**Extracted text:**
**********
14. The Appellant in the present Appeal prayed for quashing the Impugned Order dated 23.12.2014 passed by the State Commission and stated therein that in the event, this Tribunal of the view that the Appellant is liable to pay POC, then it should be billed on actual number of units consumed by the captive and non captive load of the Appellant.

15. Respondent No.1 stated that the Appellant has been recognized as CPP based on the requirement of the Appellant before the Respondent Nos. 1 & 2 and fulfilled for criteria laid down in law for grant of CPP status. Number of CPPs has been set up by the various industries to generate power primarily for their own use in the state of Chhattisgarh and at times subject to availability of surplus power, if any, generated from such CPPs and in accordance with the contractual arrangements and / or availability of open access in the State or the inter-state system, the CPPs also supply such surplus power from their power plant. State utilities for the purpose of providing Grid Support so as to ensure stability and efficiency in the operation of their generating stations, allow CPPs to operate in parallel with the grid system and for that purpose, CPPs seek connectivity with the grid system of the Respondent No.1. Parallel operation as defined by the State Commission in its order dated 13.10.2009 is reproduced as under:-

'1. The parallel operation is any activity where one electrical system operates with the connectivity to another system in similar operating conditions. The CPPs opt for parallel operation to seek safety, security and reliability of operation with the support of a much larger and stable system as afforded by the grid.'

The activity of parallel operation undertaken by CPPs involves injection of shock, pollution and disturbance in the system of the Sate and as a result, the disadvantages of parallel operation to a distribution utility such as Respondent No.1 as enumerated in the State Commission’s Order dated 13.12.2008 are as under:-

'(1) Load fluctuations of captive consumer are passed on to the utility’s system thereby the efficiency of utility’s system may be affected, which may also impact on utility’s other consumers.

(2) In case of an ungrounded (or grounded through resistance) system supply, fault on interconnecting line (consumer’s side) results in interruption of system. For single phase to round fault which are 80 to 85% of the short circuit fault level, the grounding of the system is achieved through the neutral or step down transformer of the utility, when the generator runs in parallel with the utility’s grid. Thus supply is likely to cause damage to the terminal equipments at utility’s sub-stations and line insulators, as voltage on the other two healthy phases rise beyond the limit, under such conditions.

(3) The utility has to sustain the impact of highly fluctuating peak loads like that of arc furnace, rolling mill, etc. for which it does not get any return on the capital invested to create system reserve.
**********
**Description of the task:** Extend the excerpt on parallel operation of captive power plants with the grid, picking up right after its last sentence.
**********
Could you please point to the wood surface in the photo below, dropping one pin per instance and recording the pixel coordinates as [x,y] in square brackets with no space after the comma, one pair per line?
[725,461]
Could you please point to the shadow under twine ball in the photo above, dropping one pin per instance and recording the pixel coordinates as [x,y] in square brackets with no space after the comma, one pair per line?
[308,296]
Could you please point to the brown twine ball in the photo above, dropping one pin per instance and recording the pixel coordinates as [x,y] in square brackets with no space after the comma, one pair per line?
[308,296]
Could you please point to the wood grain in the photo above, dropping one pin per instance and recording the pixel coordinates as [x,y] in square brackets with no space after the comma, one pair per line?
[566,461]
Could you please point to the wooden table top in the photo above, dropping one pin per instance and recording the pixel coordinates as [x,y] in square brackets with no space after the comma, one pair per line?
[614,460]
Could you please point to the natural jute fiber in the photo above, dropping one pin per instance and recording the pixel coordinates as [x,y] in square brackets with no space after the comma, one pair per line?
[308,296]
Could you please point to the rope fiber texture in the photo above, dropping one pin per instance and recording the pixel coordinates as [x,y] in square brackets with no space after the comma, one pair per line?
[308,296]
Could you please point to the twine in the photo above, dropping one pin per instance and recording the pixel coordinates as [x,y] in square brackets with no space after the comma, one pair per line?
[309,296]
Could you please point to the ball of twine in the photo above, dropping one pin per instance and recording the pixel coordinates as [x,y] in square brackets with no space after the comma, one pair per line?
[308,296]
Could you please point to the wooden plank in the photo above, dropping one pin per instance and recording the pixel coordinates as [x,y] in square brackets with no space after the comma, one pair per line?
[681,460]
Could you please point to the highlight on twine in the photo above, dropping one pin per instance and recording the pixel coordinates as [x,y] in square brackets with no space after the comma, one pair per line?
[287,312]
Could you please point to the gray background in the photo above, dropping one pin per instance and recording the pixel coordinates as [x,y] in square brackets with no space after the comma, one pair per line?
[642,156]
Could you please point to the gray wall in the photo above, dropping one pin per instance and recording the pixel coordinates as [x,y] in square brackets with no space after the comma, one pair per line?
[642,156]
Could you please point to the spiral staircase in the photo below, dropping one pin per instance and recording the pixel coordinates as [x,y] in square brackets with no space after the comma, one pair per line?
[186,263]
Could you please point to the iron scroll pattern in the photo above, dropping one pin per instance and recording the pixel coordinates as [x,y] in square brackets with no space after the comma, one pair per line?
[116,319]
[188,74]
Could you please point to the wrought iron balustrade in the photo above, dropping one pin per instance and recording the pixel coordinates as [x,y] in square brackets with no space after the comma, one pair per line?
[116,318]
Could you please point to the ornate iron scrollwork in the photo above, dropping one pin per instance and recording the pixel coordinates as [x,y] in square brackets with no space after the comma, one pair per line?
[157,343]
**********
**Response to the task:**
(4) The variation in reactive power requirement increases the system loses and lowering of the voltage profile. Utility has to bear the cost of such effects.

(5) The lower voltage profile and fluctuations affect the service to the neighboring consumers due to deterioration in quality of supply, thus resulting in revenue loss to the utility.

(6) Non-recording of high fluctuating/sudden active and reactive demand by the meter results in financial losses.'

To compensate the distribution utility for the disadvantages caused to its system as enumerated above, it has been considered appropriate to levy a charge on the CPPs for burdening the system of Respondent No.1 in the course of stabilization and optimizing their own system by such CPPs. Such levy is in the form of POC for Grid Support. These parallel operation charges are defined in the State Commission’s Regulation from time to time.

16. Respondent No.1 further submitted that the liability of payment of cross subsidy surcharge occurs when power is transmitted by means of open access under the provisions of Section 42(2) of the Electricity Act, 2003. However, the fourth proviso to Section 42(2) of the Electricity Act, 2003 provides that such surcharge is not leviable in case of open access is provided to a person who has established a captive generating plant for carrying electricity to the destination of his own use. For qualifying as a captive generating plant, not less than 51% of the aggregate electricity generated in such plant, determined on annual basis, must be consumed for captive use and in the event such captive consumption is less than 51% of the aggregate electricity generated on annual basis, the entire electricity generated is to be treated as if it is a supply of electricity by a generating company. There could be a situation in a given year a CPP which is running in parallel with the grid and is availing open access without any requirement of payment of cross subsidy surcharge is found at the end of the year to have not qualified as CPP on account of captive consumption less than 51% of the total generation, the CPP becomes liable to pay cross subsidy surcharge to the area distribution licensee with respect to power transmitted through open access in that year. Notwithstanding, this situation, the generating plant as a CPP has in any case been running in parallel with the grid of the Respondent No.1 – distribution licensee during the year and thus causing shocks, pollution and disturbances in its system so that its liability to pay POC to the Respondent No.1 continues irrespective of its loss of captive status at the end of that year and in such a case generator operating as CPP during the year and ceasing to be eligible for the status of CPP at the end of the year, becomes liable to pay both cross subsidy surcharge as also POC to the Respondent No.1.

17. Respondent No.1 states that the POC and cross subsidy surcharge could be recovered at the same time for the same period on the merits of the case. Respondent No.1 submitted that vide Judgment dated 28.04.2010, this Tribunal held that cross subsidy surcharge is payable irrespective of whether the lines of the distribution licensee were used or not.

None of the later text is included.